Dataset entries
(begin)

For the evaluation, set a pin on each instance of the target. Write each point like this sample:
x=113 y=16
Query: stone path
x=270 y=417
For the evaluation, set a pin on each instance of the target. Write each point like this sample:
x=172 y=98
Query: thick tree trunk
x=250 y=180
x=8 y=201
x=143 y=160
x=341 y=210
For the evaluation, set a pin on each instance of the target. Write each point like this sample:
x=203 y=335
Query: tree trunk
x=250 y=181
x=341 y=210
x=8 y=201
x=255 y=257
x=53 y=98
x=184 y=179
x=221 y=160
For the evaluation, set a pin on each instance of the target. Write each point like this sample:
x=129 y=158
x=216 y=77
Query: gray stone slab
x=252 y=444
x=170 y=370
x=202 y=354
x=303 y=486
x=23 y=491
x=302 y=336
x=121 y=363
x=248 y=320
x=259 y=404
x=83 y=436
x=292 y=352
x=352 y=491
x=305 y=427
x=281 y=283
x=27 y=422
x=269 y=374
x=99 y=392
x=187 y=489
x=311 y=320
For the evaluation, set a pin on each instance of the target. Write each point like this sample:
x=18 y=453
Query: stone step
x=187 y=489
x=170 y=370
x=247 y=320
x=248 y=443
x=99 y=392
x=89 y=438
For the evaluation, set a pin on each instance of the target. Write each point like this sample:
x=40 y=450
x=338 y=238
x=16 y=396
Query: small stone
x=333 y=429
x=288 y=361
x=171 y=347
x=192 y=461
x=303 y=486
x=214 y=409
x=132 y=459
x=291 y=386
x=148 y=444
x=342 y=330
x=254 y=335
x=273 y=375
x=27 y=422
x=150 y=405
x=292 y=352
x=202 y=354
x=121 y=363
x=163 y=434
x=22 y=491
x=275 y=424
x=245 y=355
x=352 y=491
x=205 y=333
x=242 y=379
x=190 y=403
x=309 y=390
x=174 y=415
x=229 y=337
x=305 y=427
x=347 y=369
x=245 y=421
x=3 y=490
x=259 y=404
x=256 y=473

(end)

WORK TO DO: Give every line of the entries above as a JSON list of strings, one string per line, with blank lines omitted.

ANSWER FOR THE TASK:
[
  "For the evaluation, set a pin on each instance of the target. Write each point like this sample:",
  "x=113 y=16",
  "Query: stone path",
  "x=270 y=417",
  "For the evaluation, set a pin on each instance of the target. Write each point like this sample:",
  "x=172 y=98",
  "Query: thick tree trunk",
  "x=250 y=180",
  "x=8 y=201",
  "x=143 y=160",
  "x=341 y=210",
  "For the evaluation, set a pin on each instance of the target. Write each point like this sample:",
  "x=203 y=335",
  "Query: tree trunk",
  "x=250 y=181",
  "x=341 y=210",
  "x=8 y=201",
  "x=255 y=257",
  "x=53 y=98",
  "x=184 y=179",
  "x=221 y=160",
  "For the evaluation, set a pin on each instance of the target. Write each point like this sample:",
  "x=129 y=158",
  "x=216 y=77",
  "Query: gray stone slab",
  "x=252 y=444",
  "x=170 y=370",
  "x=202 y=354",
  "x=303 y=486",
  "x=23 y=491",
  "x=302 y=336",
  "x=121 y=363",
  "x=248 y=320",
  "x=259 y=404",
  "x=83 y=436",
  "x=292 y=352",
  "x=352 y=491",
  "x=305 y=427",
  "x=281 y=283",
  "x=27 y=422",
  "x=269 y=374",
  "x=99 y=392",
  "x=187 y=489",
  "x=311 y=320",
  "For the evaluation, set a pin on each instance of the target. Write each point like this sample:",
  "x=18 y=453",
  "Query: stone step",
  "x=187 y=489",
  "x=170 y=370",
  "x=247 y=320",
  "x=248 y=443",
  "x=99 y=392",
  "x=89 y=438",
  "For the evaluation, set a pin on each instance of the target. Write each point like this sample:",
  "x=40 y=450",
  "x=338 y=238",
  "x=16 y=396",
  "Query: small stone",
  "x=333 y=429",
  "x=288 y=361",
  "x=171 y=347",
  "x=192 y=461",
  "x=303 y=486",
  "x=214 y=409",
  "x=132 y=459",
  "x=291 y=386",
  "x=148 y=444",
  "x=342 y=330",
  "x=254 y=335",
  "x=273 y=375",
  "x=27 y=422",
  "x=150 y=405",
  "x=292 y=352",
  "x=202 y=354",
  "x=121 y=363",
  "x=163 y=434",
  "x=22 y=491",
  "x=275 y=424",
  "x=245 y=355",
  "x=352 y=491",
  "x=205 y=333",
  "x=242 y=379",
  "x=190 y=403",
  "x=309 y=390",
  "x=174 y=415",
  "x=229 y=337",
  "x=305 y=427",
  "x=347 y=369",
  "x=245 y=421",
  "x=3 y=490",
  "x=259 y=404",
  "x=256 y=473"
]